#### TASK DIRECTIONS:
Line by line, output the entries below exactly as they appear.
GIVEN RECORDS START
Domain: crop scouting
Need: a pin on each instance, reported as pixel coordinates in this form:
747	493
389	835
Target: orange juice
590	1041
GIVEN RECORDS END
#### RESPONSE BOX:
Domain: crop scouting
Need: a pin on each instance, reported as pixel coordinates in this form:
747	493
389	835
Target: orange juice
590	1041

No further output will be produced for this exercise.